** Study text follows **

These things might be called ‘human nature’ by those who dare not seek the better explanation. They may seem inexplicable to fools who do not even know what lies inside the cavity of their own bodies, such is their ignorance.

Someone who doesn’t even strive to know the very mind they experience the world through, what can they know? Someone blind to their own dreams and their own creative will. What can they say that is of any worth to anyone?

It is no easier to face the world from a place of ignorance. The wraiths of the soul haunt everyone who is scarred, in dreams and extreme emotions. Ignorance is no bliss, but to be reduced to a bovine state, to cage oneself and lash out for the lack of self-knowledge or understanding whenever dark emotions bubble.

The philosophy of mindfulness can feed into this ignorance. To believe you can be a creature of the present is nothing if not naivety. Whilst mindfulness provides useful tools for coping in a hostile capitalist world, it does not answer the question of how to heal our wounded souls, and provides the unreachable vista of ‘living in the present’ to further make us feel like we are falling short of Buddha-like enlightenment. Self-knowledge can only be achieved through the understanding of human beings as total beings – of past, present and future in conflux around our minds. There is no escaping the inner depths, no enlightenment from it, no ultimate control of what occurs down there.

The subconscious root-mind has to claw at us for us to hear, and drag us into its dark domain where we cleave to light and life. Perhaps not everyone gets that call with the same potency. But what happens to human responsibility if knowing the very essence of ourselves is something outside of our control?

You may not be able to dive to the depths whenever you please, but you can have the gate ready to open when the blackness inside calls, to accept the dark passages of our wounded souls and venture into it shield raised and heart steeled when the time is right. There might even be allies near us who can help us in this difficult quest.

All the people who live for illusion, those live-for-nothings, have a chance to accept the truth that they are wounded, that there are no gods on this earth, and that we must take final responsibility for our souls before the end of our days. However destroyed our mental state, however unfair our circumstances and however unsupported we may be, we can strive to be true to ourselves. There are no excuses.

I have often written about the burden of the Sinbearer – one who is hurt by an authority and forced to be silent, to carry that weight. It is a burden which always crushes and destroys, and which serves no purpose.

** End of Study text **
** Listed entries follows **

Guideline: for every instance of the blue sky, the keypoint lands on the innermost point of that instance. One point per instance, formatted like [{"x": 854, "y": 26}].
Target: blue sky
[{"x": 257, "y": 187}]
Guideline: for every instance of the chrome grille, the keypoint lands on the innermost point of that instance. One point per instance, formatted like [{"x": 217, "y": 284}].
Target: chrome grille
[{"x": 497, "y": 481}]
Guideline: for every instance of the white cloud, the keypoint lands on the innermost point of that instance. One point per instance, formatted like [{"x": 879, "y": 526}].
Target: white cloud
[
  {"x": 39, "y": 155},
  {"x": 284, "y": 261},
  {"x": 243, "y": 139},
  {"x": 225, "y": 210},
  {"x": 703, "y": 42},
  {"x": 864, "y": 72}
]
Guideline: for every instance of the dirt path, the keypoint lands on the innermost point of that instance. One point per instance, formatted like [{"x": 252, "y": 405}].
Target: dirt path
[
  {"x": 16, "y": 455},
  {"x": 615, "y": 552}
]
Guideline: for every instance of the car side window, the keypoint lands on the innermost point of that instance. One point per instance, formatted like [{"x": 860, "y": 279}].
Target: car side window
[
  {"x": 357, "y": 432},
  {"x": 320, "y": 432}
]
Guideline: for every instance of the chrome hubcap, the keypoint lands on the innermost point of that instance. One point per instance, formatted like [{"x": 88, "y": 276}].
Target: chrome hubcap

** End of Listed entries **

Task to carry out — Write a continuation of the essay on self-knowledge, starting after its final sentence. The listing has no connection to the essay on self-knowledge.

Response to the exercise —
Here is the truth of the matter – it is you, or him.

Will you speak the truth of his wretchedness, unbind yourself with your own will to freedom and daring, or will you self-destroy in primal acts of repressed rage and frustration, addiction and self-harm?

I know much of this has been rather black and white, good and evil – this is acknowledged. But I believe it is ultimately true, that evil is as real as anything else in the world around you. There is never a time where to be blind to oneself can lead to anything but destruction, and our dying world is proof of this. This is evil itself, the supreme ignorance and supreme indignity upon oneself.

Nature contains suffering and predatory behaviour – it is inevitable that we will suffer somewhat. It is also filled with beauty and a will to live and exert tremendous power on the gaian world which birthed us. In human beings we can largely control the darkness and be Whole together, our will to power can create incredible art and music, our souls can rise to become gentle stewards of our part of the world, creating edens of nature and technology.

This is if we want such a world – we certainly have the potential. And to want such a world, which we could begin to make tomorrow, we must first acknowledge the pain that is inside us all – to liberate ourselves from the rule of the tortured and the insane.

This cannot be done through the power of love and forgiveness alone, though it is a potent force. Thus we must struggle to the last of our strength to acknowledge our will to power, rise up and be seen, heard and understood. To not do so is to live in wretchedness, so what do you have to lose?